## [Task objective]
Extract the text lines from each of the records below, reproducing every line verbatim. Omit the pictures from your answer.

— Begin Material —

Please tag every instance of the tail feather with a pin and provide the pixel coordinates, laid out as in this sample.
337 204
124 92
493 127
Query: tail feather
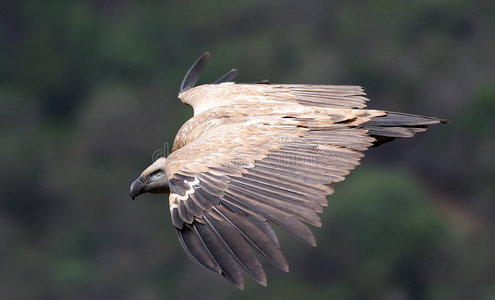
398 125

— End Material —

## [Written response]
Please tag every instance of the tail feather with a pin and provide the pixel coordinates, laid out as in this sample.
337 204
124 92
493 127
Query: tail feather
398 125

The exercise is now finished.